Why does max(*list) and max(list) do the same thing in python?

Question

See below example:

>>>f = [[1],[2],[3]]
>>>max(f)
Out[21]: [3]
>>>max(*f)
Out[22]: [3]

The unpack operator did not have an effect here, I am trying to unpack a list and get a maximal value of matrix(two dim list).

Answer 1

Given:

mat=[
    [1, 2, 3],
    [4, 5, 6],
    [0, 9, 10]
]

Either max(mat) or max(*mat) will give the same result because the individual sublist are being compared:

>>> max(mat)
[4, 5, 6]
>>> max(*mat)
[4, 5, 6]

In the first case, max(mat), you have a iterable list of lists returning each sublist one at a time. In the second case, max(*mat), the elements (sublists) within that list of lists are unpacked into multiple individual arguments to max.

If you want the sublist that has the max value in it, use max as a key function:

>>> max(mat, key=max)
[0, 9, 10]

If you want the individual max value in a two dimensional matrix, you can flatten it:

>>> max(v for sl in mat for v in sl)

• **REQUEST 1**: Summarize the Python max thread in two sentences.
• **REQUEST 2**: In the Python max thread, what does max(mat, key=max) return for the matrix given in the answer?
• **REQUEST 3**:
For each statement below, say yes or no according to the Python max thread, and quote the words that decide it.
(a) In the question, max(*f) returns [3].
(b) The answer says that unpacking makes max compare individual numbers instead of sublists.
(c) The answer suggests flattening the matrix to get the individual largest value.

• **PROVIDED DATA**:
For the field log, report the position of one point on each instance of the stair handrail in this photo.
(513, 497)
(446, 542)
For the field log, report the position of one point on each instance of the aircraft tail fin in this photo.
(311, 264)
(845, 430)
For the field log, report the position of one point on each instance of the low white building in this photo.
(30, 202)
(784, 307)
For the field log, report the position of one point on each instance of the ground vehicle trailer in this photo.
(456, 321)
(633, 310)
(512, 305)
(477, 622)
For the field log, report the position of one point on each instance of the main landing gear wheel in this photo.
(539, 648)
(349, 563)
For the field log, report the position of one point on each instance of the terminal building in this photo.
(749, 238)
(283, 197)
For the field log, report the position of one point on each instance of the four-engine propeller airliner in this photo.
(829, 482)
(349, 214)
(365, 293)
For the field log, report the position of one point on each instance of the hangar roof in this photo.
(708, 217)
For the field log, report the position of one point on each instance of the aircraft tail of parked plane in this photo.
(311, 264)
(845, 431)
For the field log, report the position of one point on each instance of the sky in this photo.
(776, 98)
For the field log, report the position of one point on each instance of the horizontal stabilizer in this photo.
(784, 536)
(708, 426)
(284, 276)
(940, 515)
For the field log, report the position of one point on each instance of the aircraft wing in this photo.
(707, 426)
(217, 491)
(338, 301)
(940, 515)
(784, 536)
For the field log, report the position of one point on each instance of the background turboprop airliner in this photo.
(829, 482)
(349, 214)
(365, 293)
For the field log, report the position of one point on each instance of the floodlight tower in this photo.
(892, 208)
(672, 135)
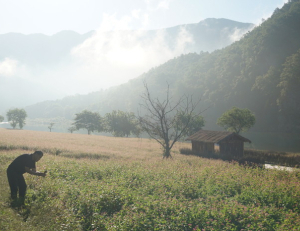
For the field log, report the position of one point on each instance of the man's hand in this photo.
(43, 174)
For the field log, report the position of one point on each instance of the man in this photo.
(22, 164)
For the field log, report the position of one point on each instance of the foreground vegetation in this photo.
(104, 183)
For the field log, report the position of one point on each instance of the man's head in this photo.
(37, 155)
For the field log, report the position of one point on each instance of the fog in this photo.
(104, 59)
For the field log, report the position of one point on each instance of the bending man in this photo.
(22, 164)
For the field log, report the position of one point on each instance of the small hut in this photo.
(230, 143)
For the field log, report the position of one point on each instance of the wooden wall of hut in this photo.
(233, 148)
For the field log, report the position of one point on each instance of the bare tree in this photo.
(160, 119)
(51, 126)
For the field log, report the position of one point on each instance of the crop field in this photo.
(106, 183)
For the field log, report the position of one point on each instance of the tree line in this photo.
(166, 121)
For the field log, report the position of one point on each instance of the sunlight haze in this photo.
(119, 48)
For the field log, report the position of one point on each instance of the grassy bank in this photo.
(130, 187)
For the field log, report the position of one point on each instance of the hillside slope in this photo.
(260, 72)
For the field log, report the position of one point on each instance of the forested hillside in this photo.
(260, 72)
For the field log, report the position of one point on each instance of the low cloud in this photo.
(239, 33)
(111, 58)
(8, 67)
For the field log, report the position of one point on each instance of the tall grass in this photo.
(138, 190)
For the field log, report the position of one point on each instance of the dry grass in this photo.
(81, 144)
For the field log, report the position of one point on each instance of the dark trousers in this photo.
(16, 183)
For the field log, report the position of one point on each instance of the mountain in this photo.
(37, 67)
(260, 72)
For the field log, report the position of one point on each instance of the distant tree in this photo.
(72, 129)
(51, 126)
(237, 120)
(195, 123)
(160, 119)
(121, 123)
(16, 116)
(91, 121)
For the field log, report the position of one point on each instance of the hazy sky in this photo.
(103, 61)
(52, 16)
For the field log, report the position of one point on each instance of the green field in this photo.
(106, 183)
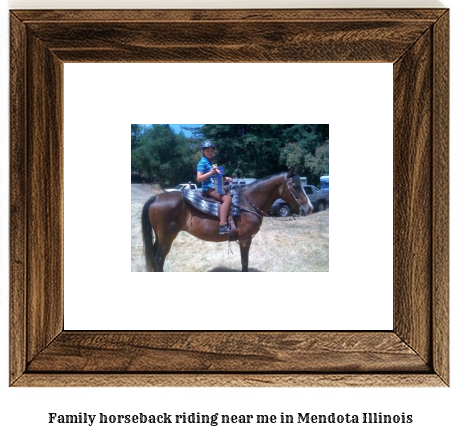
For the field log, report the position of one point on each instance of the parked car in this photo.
(320, 201)
(181, 187)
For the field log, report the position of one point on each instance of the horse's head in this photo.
(293, 193)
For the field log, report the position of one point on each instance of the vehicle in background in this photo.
(325, 183)
(320, 201)
(242, 182)
(181, 187)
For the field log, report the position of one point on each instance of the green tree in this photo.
(163, 155)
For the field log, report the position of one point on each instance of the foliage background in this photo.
(160, 155)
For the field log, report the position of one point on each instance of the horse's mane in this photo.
(259, 181)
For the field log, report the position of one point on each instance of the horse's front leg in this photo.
(244, 252)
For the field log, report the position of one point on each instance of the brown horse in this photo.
(167, 214)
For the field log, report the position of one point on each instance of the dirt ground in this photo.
(292, 244)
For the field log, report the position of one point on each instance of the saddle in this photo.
(211, 207)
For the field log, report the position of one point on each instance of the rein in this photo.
(261, 214)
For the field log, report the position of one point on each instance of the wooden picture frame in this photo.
(414, 353)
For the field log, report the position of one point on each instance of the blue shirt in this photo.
(205, 166)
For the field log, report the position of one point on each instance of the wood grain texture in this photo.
(18, 193)
(45, 200)
(440, 188)
(413, 196)
(414, 354)
(229, 380)
(236, 352)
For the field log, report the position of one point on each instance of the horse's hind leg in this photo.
(244, 253)
(164, 246)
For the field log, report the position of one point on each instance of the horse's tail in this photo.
(147, 238)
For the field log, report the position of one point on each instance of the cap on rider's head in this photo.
(208, 144)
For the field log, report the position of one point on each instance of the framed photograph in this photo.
(415, 352)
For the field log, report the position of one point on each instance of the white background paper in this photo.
(101, 102)
(435, 411)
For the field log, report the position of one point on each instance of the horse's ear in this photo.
(291, 172)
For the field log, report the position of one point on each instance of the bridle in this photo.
(286, 185)
(262, 214)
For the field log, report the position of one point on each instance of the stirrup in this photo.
(223, 229)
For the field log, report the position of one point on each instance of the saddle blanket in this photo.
(208, 206)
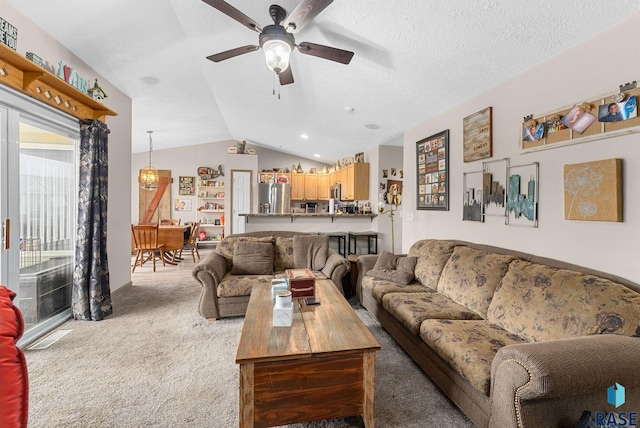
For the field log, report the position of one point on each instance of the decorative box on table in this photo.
(302, 283)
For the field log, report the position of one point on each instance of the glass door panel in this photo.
(47, 220)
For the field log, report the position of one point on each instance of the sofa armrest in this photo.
(572, 370)
(209, 273)
(336, 268)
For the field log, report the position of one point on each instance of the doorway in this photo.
(38, 207)
(241, 196)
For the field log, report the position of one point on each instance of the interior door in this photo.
(240, 198)
(38, 209)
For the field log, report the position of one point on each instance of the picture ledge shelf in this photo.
(585, 139)
(27, 77)
(596, 131)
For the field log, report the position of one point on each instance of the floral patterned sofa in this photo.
(244, 260)
(513, 339)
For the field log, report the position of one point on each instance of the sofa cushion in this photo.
(540, 303)
(413, 308)
(379, 287)
(241, 285)
(252, 258)
(310, 251)
(468, 346)
(394, 268)
(432, 255)
(470, 277)
(226, 247)
(283, 254)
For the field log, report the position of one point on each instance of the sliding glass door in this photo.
(39, 188)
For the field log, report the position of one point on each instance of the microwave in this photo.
(336, 192)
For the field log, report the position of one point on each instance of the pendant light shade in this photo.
(149, 177)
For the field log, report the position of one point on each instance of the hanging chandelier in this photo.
(149, 176)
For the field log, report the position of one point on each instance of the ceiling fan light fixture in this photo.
(276, 54)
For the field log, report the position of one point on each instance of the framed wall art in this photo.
(494, 186)
(432, 155)
(186, 185)
(593, 191)
(522, 195)
(476, 130)
(472, 206)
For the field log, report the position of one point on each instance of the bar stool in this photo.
(372, 241)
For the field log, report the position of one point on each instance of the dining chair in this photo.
(145, 239)
(192, 242)
(171, 221)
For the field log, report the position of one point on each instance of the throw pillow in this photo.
(310, 251)
(252, 258)
(394, 268)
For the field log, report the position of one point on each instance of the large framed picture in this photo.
(432, 155)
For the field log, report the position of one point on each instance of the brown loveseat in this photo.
(514, 340)
(244, 260)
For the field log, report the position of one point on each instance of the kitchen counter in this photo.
(293, 216)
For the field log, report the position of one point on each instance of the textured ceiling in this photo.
(413, 59)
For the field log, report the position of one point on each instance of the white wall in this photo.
(385, 158)
(594, 68)
(32, 39)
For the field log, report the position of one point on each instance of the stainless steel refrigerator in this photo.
(274, 198)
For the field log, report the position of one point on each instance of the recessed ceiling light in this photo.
(150, 80)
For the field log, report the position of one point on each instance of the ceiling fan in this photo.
(277, 40)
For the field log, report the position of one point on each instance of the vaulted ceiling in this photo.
(413, 59)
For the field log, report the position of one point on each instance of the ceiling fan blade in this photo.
(233, 52)
(286, 77)
(234, 13)
(304, 13)
(326, 52)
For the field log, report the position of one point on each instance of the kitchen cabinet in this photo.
(355, 186)
(297, 187)
(311, 187)
(323, 187)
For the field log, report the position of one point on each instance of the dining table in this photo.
(173, 238)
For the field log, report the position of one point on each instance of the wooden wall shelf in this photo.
(25, 76)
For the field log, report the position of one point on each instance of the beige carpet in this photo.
(156, 363)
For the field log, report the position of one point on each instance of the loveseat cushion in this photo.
(538, 303)
(379, 287)
(283, 254)
(394, 268)
(252, 258)
(413, 308)
(240, 285)
(470, 277)
(468, 346)
(432, 255)
(226, 247)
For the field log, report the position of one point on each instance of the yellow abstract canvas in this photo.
(593, 191)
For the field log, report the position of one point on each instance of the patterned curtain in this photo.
(91, 298)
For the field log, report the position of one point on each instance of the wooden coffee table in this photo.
(321, 367)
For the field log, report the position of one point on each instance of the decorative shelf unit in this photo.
(211, 202)
(25, 76)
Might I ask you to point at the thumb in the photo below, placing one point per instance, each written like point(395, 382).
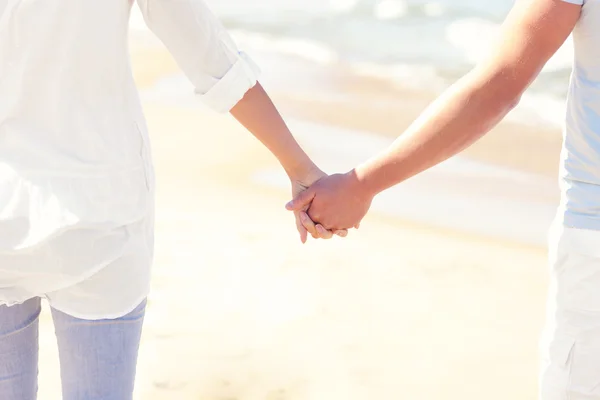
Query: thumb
point(302, 201)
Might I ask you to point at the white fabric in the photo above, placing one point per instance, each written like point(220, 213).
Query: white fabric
point(571, 343)
point(76, 176)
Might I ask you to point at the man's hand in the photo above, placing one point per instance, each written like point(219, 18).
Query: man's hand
point(303, 223)
point(334, 202)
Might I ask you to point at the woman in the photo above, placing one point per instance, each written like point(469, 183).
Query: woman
point(76, 178)
point(533, 32)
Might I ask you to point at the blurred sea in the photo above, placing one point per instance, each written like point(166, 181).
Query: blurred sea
point(416, 44)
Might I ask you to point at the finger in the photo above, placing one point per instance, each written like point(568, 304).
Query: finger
point(301, 229)
point(308, 224)
point(341, 232)
point(324, 233)
point(302, 201)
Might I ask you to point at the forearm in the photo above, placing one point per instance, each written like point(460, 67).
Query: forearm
point(258, 114)
point(456, 120)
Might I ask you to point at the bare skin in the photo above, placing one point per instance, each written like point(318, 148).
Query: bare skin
point(531, 34)
point(257, 113)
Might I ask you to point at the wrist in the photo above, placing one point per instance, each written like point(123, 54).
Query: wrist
point(302, 171)
point(366, 184)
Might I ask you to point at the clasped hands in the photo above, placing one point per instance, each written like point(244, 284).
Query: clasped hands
point(328, 205)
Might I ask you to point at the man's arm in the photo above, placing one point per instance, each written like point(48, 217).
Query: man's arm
point(531, 34)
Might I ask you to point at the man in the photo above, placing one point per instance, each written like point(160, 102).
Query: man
point(532, 33)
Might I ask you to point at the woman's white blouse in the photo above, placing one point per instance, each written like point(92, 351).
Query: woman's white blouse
point(76, 176)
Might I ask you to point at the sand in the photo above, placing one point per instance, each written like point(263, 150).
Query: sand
point(240, 310)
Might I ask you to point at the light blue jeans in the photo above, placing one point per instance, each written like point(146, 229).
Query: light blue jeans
point(97, 358)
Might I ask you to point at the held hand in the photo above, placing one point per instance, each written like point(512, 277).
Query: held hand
point(303, 222)
point(335, 202)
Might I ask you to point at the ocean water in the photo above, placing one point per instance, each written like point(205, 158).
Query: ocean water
point(408, 42)
point(414, 43)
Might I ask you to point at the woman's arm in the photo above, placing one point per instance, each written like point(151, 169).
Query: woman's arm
point(532, 33)
point(226, 80)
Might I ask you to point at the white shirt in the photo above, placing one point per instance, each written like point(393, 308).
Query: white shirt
point(580, 156)
point(76, 177)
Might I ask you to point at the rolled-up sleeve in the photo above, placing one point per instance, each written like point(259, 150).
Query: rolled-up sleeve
point(220, 73)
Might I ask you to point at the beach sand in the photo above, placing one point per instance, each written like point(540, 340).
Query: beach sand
point(240, 310)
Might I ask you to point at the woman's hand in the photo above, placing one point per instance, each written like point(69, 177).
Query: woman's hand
point(300, 183)
point(336, 201)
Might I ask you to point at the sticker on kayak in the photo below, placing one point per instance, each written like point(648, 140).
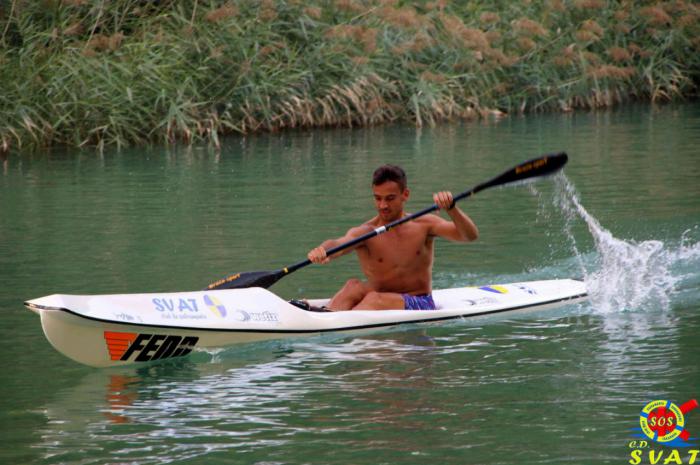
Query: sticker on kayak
point(147, 347)
point(215, 305)
point(494, 289)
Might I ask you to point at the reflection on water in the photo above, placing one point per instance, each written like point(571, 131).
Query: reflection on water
point(403, 396)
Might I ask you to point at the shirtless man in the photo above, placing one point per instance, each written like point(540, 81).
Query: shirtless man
point(397, 264)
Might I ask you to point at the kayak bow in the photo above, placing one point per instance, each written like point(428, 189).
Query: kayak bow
point(111, 330)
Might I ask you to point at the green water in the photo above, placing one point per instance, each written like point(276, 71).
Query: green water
point(564, 385)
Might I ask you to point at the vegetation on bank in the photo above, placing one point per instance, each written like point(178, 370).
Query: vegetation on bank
point(119, 72)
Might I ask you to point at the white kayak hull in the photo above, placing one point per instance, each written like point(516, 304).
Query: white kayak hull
point(112, 330)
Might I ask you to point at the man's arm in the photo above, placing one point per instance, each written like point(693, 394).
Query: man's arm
point(461, 229)
point(318, 254)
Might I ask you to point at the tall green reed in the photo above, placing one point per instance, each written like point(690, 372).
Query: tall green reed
point(122, 72)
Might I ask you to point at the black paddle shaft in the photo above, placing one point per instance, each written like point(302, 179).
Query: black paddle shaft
point(535, 168)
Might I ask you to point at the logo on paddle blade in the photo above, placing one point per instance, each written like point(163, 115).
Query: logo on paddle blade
point(663, 421)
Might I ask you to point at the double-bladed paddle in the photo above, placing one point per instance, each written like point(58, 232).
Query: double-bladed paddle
point(535, 168)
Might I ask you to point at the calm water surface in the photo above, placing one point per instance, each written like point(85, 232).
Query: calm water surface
point(557, 386)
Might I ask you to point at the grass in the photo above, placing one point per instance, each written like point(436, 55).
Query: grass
point(98, 73)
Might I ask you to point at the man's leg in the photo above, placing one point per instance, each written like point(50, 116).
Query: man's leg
point(349, 295)
point(380, 301)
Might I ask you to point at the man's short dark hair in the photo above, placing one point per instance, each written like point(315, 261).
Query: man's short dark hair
point(390, 173)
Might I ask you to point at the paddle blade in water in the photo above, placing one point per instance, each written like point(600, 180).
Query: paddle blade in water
point(263, 279)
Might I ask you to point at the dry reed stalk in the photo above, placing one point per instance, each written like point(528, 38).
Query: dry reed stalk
point(557, 5)
point(405, 18)
point(612, 72)
point(74, 29)
point(586, 36)
point(349, 5)
point(313, 12)
point(623, 28)
point(529, 28)
point(433, 77)
point(589, 4)
point(526, 44)
point(592, 26)
point(656, 15)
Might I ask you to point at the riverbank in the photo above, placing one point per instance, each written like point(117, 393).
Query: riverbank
point(81, 73)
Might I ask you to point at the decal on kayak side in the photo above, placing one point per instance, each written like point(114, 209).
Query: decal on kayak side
point(147, 347)
point(215, 305)
point(494, 289)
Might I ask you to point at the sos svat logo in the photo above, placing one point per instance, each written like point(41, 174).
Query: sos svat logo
point(661, 422)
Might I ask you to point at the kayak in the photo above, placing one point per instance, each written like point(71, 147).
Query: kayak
point(112, 330)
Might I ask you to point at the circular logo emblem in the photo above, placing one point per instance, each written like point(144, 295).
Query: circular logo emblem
point(661, 420)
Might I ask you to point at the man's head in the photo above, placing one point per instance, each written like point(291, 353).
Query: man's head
point(390, 192)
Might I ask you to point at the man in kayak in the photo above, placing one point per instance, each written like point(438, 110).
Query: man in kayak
point(397, 264)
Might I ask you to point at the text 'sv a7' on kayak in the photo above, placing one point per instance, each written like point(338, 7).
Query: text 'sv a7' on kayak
point(119, 329)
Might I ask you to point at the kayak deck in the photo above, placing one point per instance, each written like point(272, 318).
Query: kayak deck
point(108, 330)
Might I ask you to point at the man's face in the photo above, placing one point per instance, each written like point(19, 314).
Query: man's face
point(389, 200)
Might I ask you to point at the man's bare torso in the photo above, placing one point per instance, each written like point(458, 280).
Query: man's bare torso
point(400, 260)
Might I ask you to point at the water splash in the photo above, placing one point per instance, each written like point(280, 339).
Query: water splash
point(625, 274)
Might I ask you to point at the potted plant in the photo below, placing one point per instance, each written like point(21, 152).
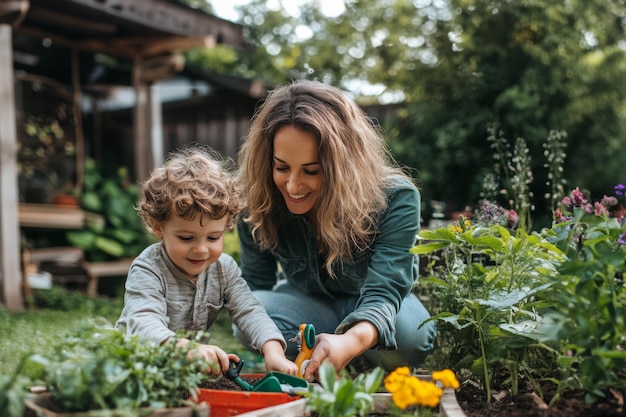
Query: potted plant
point(120, 233)
point(100, 371)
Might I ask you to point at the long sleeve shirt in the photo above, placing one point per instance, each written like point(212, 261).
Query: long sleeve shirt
point(160, 299)
point(380, 276)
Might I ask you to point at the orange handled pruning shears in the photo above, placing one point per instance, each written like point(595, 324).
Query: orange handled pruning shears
point(306, 341)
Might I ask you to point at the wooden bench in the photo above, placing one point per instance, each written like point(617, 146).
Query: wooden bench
point(93, 271)
point(96, 270)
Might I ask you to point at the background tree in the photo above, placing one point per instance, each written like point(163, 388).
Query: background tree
point(462, 67)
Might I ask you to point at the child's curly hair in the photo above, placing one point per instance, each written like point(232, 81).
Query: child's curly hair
point(191, 182)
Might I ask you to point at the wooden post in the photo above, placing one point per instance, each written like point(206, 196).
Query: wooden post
point(10, 265)
point(141, 123)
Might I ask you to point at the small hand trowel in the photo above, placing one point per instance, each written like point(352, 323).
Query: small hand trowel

• **TASK SOLUTION 1**: The question asks why max(f) and max(*f) return the same result for a list of lists, since the asker wants the largest value in a two-dimensional list. The answer explains that both forms compare the sublists themselves, one passing an iterable of sublists and the other unpacking the sublists into separate arguments, and it suggests max(mat, key=max) to get the sublist holding the largest value or flattening the matrix to get the single largest value.

• **TASK SOLUTION 2**: It returns [0, 9, 10].

• **TASK SOLUTION 3**:
(a) Yes: "Out[22]: [3]"
(b) No: "Either max(mat) or max(*mat) will give the same result because the individual sublist are being compared"
(c) Yes: "If you want the individual max value in a two dimensional matrix, you can flatten it"